* **Task objective**
Nothing in the listing should differ in your copy; retype it all exactly.

* **Extracted data**
== Segment start ==

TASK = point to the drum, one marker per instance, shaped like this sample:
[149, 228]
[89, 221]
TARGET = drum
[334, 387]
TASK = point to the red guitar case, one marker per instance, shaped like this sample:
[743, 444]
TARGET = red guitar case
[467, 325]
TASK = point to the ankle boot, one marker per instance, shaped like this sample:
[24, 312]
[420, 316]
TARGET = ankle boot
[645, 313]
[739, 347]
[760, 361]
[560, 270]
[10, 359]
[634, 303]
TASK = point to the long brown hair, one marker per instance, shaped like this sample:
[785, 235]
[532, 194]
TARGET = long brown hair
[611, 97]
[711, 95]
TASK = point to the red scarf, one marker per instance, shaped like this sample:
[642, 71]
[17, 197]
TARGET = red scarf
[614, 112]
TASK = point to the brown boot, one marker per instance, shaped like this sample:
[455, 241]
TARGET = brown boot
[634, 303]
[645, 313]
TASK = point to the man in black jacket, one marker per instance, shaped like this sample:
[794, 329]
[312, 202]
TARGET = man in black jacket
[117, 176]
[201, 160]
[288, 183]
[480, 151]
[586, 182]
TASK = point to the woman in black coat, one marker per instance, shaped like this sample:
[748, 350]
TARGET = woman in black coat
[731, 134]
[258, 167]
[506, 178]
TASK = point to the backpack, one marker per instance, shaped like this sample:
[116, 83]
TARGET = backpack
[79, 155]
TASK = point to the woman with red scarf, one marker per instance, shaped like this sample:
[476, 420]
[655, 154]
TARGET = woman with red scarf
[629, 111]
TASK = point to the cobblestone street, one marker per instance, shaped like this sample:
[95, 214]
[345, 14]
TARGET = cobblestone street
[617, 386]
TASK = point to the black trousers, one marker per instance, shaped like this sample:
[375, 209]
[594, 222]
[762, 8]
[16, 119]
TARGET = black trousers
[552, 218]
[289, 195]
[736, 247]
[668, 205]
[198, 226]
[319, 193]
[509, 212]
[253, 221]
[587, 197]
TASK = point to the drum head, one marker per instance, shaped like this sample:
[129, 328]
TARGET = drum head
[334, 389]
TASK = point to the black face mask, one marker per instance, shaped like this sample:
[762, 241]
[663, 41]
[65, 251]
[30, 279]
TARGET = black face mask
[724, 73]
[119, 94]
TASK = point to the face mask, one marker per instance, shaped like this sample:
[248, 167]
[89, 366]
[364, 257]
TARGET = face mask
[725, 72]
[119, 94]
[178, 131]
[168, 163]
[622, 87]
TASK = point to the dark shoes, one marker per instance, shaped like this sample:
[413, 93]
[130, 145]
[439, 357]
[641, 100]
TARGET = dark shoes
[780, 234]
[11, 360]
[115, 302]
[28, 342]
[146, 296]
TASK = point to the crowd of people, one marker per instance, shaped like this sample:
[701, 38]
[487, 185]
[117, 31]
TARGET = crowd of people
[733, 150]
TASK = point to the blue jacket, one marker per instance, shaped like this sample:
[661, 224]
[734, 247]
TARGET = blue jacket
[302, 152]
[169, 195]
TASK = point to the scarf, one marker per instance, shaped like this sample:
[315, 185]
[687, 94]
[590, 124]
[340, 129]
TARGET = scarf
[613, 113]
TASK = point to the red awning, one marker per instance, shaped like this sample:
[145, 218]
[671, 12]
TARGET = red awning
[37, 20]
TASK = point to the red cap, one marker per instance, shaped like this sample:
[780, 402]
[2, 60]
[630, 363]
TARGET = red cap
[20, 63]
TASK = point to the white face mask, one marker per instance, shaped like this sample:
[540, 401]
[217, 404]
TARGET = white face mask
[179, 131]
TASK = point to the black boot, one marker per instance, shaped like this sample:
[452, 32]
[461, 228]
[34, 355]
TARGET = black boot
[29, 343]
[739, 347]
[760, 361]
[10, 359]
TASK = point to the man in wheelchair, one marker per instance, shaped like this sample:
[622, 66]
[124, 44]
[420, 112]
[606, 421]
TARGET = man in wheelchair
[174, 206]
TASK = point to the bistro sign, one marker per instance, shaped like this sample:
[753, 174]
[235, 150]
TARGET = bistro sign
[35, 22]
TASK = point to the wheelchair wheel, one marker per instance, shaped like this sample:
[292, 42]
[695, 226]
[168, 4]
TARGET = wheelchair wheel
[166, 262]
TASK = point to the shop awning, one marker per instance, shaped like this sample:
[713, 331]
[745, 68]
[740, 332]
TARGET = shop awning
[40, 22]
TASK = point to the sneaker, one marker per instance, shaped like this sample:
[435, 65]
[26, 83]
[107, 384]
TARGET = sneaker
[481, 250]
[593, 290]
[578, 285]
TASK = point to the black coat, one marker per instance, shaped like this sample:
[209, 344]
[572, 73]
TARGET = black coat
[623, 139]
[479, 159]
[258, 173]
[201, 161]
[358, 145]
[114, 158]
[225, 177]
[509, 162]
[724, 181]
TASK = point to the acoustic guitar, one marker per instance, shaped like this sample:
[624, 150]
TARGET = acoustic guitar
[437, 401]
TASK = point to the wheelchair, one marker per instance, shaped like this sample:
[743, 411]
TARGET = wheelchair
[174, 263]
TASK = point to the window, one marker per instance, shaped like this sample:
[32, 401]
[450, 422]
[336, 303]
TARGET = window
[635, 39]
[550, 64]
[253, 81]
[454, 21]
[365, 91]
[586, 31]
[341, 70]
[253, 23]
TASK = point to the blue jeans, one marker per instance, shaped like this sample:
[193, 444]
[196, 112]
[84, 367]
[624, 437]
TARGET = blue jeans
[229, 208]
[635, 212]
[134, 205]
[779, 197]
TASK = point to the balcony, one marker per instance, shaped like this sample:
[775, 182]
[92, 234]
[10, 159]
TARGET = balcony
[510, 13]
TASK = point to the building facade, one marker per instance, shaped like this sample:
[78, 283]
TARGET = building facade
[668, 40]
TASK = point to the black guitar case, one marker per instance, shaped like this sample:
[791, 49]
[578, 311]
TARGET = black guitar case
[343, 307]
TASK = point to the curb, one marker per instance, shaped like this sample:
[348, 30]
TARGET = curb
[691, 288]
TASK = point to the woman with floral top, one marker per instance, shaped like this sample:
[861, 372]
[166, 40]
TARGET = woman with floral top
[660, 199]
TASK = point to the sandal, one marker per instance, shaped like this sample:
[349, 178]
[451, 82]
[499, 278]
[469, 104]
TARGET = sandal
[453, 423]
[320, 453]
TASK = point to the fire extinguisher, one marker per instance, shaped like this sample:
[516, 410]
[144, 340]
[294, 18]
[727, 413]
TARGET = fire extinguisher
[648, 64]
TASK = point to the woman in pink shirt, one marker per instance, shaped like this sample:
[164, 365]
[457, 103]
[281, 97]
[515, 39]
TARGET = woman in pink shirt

== Segment end ==

* **Exercise result**
TASK = point to the drum, one marker per instance, shaped like this sample:
[149, 228]
[89, 221]
TARGET = drum
[334, 387]
TASK = point to the red guitar case, one marker per instance, shaped like this sample:
[743, 444]
TARGET = red guitar case
[467, 325]
TASK = point to the ankle boot, one marker per instance, shaped like this sample:
[24, 312]
[420, 316]
TARGET = ankle boot
[645, 313]
[739, 347]
[760, 361]
[560, 270]
[10, 359]
[634, 303]
TASK = point to the long brown hair, one marker per instance, shaped like this sample:
[785, 235]
[532, 194]
TARGET = long brown hair
[611, 97]
[711, 95]
TASK = point to the red scarf, one marker per instance, shaped like this sample:
[642, 71]
[17, 197]
TARGET = red scarf
[614, 112]
TASK = point to the brown boot, one marker per instance, shaped like this sample:
[455, 241]
TARGET = brown boot
[634, 303]
[645, 313]
TASK = point to the man in black jacket, one marker per instance, shaped like this sample:
[794, 329]
[312, 202]
TARGET = man in black jacket
[117, 176]
[201, 160]
[288, 183]
[480, 151]
[586, 182]
TASK = point to the woman in black coat, one marker per instance, shaped like this sample:
[748, 350]
TARGET = woman in black coat
[731, 134]
[258, 167]
[506, 178]
TASK = point to the backpack, one marker per instance, shaped like this sample:
[116, 83]
TARGET = backpack
[79, 155]
TASK = point to the woman with red scarf, one marker per instance, shaped like this sample:
[476, 420]
[655, 154]
TARGET = woman with red scarf
[629, 111]
TASK = point to the cobblestone street, one marker per instance, shaped like this sample:
[95, 214]
[345, 14]
TARGET = cobblestone street
[617, 386]
TASK = point to the black trousers, one marker per instance, shaped like this sample:
[375, 209]
[594, 222]
[762, 8]
[16, 119]
TARGET = black trousers
[552, 218]
[289, 195]
[736, 247]
[668, 205]
[198, 226]
[319, 193]
[509, 212]
[253, 221]
[587, 197]
TASK = point to the drum head, one marker per instance, shaped like this sample:
[129, 328]
TARGET = drum head
[334, 389]
TASK = point to the black face mask, one marker per instance, shaped like this sample:
[762, 241]
[663, 41]
[65, 251]
[30, 279]
TARGET = black face mask
[724, 73]
[119, 94]
TASK = point to the face mask, one marker per instance, shaped like this sample:
[248, 167]
[89, 366]
[364, 257]
TARGET = face mask
[725, 72]
[119, 94]
[178, 131]
[168, 163]
[622, 87]
TASK = point to the dark shoes, one marker per instance, shaped like this sample:
[413, 93]
[130, 145]
[439, 357]
[641, 100]
TARGET = dark shoes
[780, 234]
[11, 360]
[115, 302]
[28, 342]
[146, 296]
TASK = point to the crowd of people, one marker per instance, shaped like this sample:
[701, 38]
[487, 185]
[117, 31]
TARGET = crowd of people
[733, 150]
TASK = point to the blue jacket, one marker per instance, shaped like this sample:
[661, 224]
[734, 247]
TARGET = blue jacket
[302, 152]
[169, 195]
TASK = point to the scarf, one marker per instance, shaped like this sample:
[315, 185]
[687, 94]
[590, 124]
[340, 129]
TARGET = scarf
[613, 113]
TASK = point to the red awning, one marker per instance, shaped like this sample:
[145, 218]
[671, 12]
TARGET = red awning
[37, 20]
TASK = point to the red cap, one marker per instance, shaped like this sample:
[780, 402]
[2, 60]
[630, 363]
TARGET = red cap
[20, 63]
TASK = point to the white face mask, one marker per instance, shaped like this sample:
[540, 401]
[217, 404]
TARGET = white face mask
[179, 131]
TASK = point to the black boot, one marker per instance, shaped like this sample:
[452, 32]
[461, 228]
[34, 355]
TARGET = black boot
[29, 343]
[739, 347]
[760, 361]
[10, 359]
TASK = point to the man in wheelchair, one marker per instance, shaped like this sample:
[622, 66]
[124, 44]
[420, 112]
[606, 421]
TARGET = man in wheelchair
[174, 206]
TASK = point to the bistro sign, one marker per instance, shaped like this sample:
[753, 174]
[235, 150]
TARGET = bistro sign
[35, 22]
TASK = point to the wheelchair wheel, one marker per instance, shaped like this sample:
[292, 42]
[695, 226]
[168, 4]
TARGET = wheelchair wheel
[166, 262]
TASK = point to the shop awning, one marker per instance, shaped like this sample:
[713, 331]
[745, 68]
[740, 332]
TARGET = shop awning
[40, 22]
TASK = point to the sneaker, one marker per instance, shaped like this sample:
[435, 65]
[26, 83]
[107, 384]
TARGET = sneaker
[481, 250]
[593, 290]
[578, 285]
TASK = point to the black coat, one marker per instance, shaped like this sample:
[209, 344]
[572, 73]
TARGET = black coat
[623, 139]
[479, 159]
[258, 173]
[201, 161]
[358, 145]
[114, 158]
[225, 177]
[509, 162]
[724, 181]
TASK = point to the acoustic guitar, one marker per instance, shaped like this sample:
[624, 150]
TARGET = acoustic guitar
[437, 401]
TASK = point to the wheelchair, one marker per instance, shaped like this sample:
[743, 411]
TARGET = wheelchair
[174, 263]
TASK = point to the window, one marker per instance, shaped like this sample:
[32, 401]
[450, 422]
[336, 303]
TARGET = window
[635, 39]
[550, 64]
[253, 81]
[454, 21]
[365, 91]
[586, 31]
[341, 70]
[253, 23]
TASK = point to the blue jeans, one marker per instance, shaped like this sample:
[193, 444]
[196, 112]
[84, 367]
[624, 437]
TARGET = blue jeans
[229, 208]
[635, 212]
[134, 205]
[779, 197]
TASK = point to the balcony, one marker per instance, shaped like this sample:
[775, 182]
[92, 234]
[10, 159]
TARGET = balcony
[510, 13]
TASK = point to the building facade, one marker per instance, shaped like this sample:
[78, 283]
TARGET = building facade
[668, 40]
TASK = point to the black guitar case, one marker per instance, shaped like this sample:
[791, 49]
[578, 311]
TARGET = black guitar case
[343, 307]
TASK = point to the curb, one marker per instance, shaped like this sample:
[348, 30]
TARGET = curb
[691, 288]
TASK = point to the woman with floral top, one marker per instance, shaped like this sample:
[861, 372]
[166, 40]
TARGET = woman with floral top
[660, 199]
TASK = point to the sandal, one marker per instance, shaped like this sample:
[349, 178]
[451, 82]
[499, 278]
[469, 104]
TARGET = sandal
[453, 423]
[320, 453]
TASK = point to the fire extinguisher, one marker per instance, shaped like this sample:
[516, 410]
[144, 340]
[294, 18]
[727, 413]
TARGET = fire extinguisher
[648, 64]
TASK = point to the woman in pink shirt, one marker per instance, shaped like this sample:
[164, 365]
[457, 103]
[281, 97]
[515, 39]
TARGET = woman in pink shirt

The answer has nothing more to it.